* AVAILABLE DATA
☆ ☆ ☆ ☆ ☆ ☆ ☆

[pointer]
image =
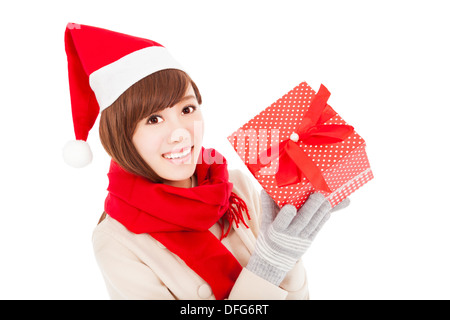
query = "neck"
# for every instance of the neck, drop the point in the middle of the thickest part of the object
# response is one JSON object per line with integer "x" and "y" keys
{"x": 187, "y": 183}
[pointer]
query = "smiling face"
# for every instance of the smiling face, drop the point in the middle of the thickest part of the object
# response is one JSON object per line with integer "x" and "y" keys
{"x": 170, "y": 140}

☆ ☆ ☆ ☆ ☆ ☆ ☆

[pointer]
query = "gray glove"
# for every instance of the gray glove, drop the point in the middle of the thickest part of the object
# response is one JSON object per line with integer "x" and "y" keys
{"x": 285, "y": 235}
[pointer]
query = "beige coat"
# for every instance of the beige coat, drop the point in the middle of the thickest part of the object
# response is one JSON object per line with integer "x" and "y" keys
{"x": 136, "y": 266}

☆ ☆ ☆ ☆ ☆ ☆ ☆

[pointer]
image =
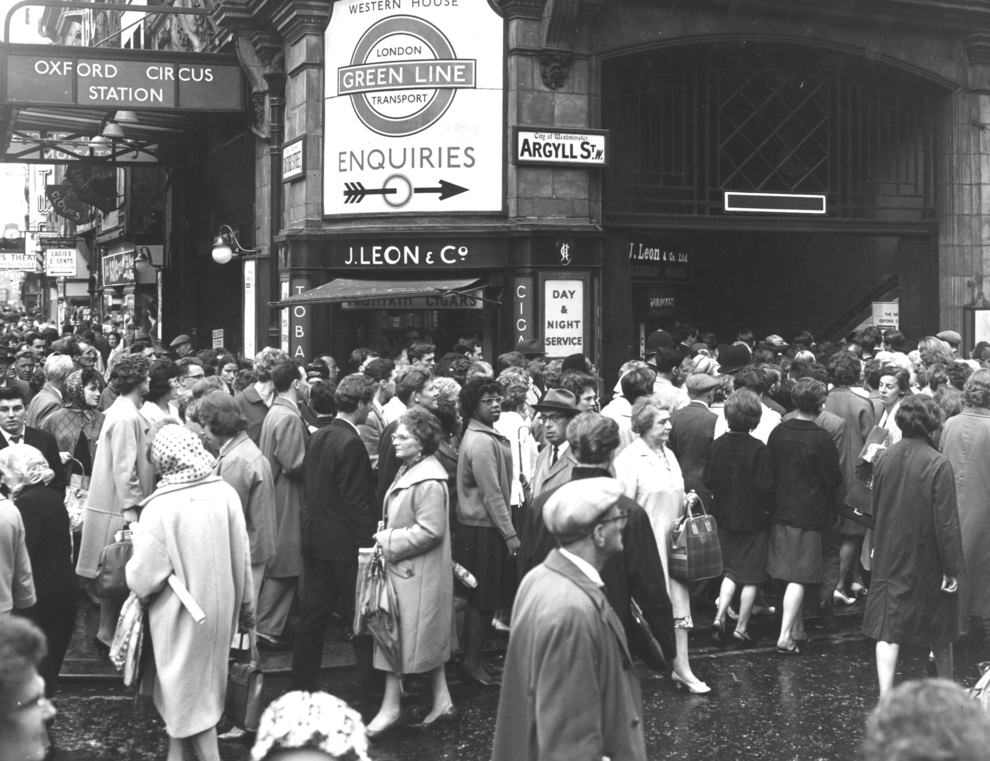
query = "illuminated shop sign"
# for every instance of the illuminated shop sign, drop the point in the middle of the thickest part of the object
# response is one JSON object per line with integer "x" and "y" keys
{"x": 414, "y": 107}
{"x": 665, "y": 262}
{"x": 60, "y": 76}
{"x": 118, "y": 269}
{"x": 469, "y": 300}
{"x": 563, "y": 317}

☆ ☆ ☆ ☆ ☆ ☆ ☆

* WHAT TO WORK ON
Locate all lines above that contain the string "every", matching its case exactly, and copy each of those lines.

* RESULT BELOW
# for every instance of the neck, drop the point in the middle of the thickest part of the object
# for every instance of the smiling face, drop the point in the middle of the thickest part of the object
# for every instance of the gray glove, drop the point in the middle of the thickest part of the object
# for every instance of the beige coat, drop the point in the middle of the thickest part of the object
# for every instance of the illuminated shop sign, drop the point in the middle of the thickest part of the object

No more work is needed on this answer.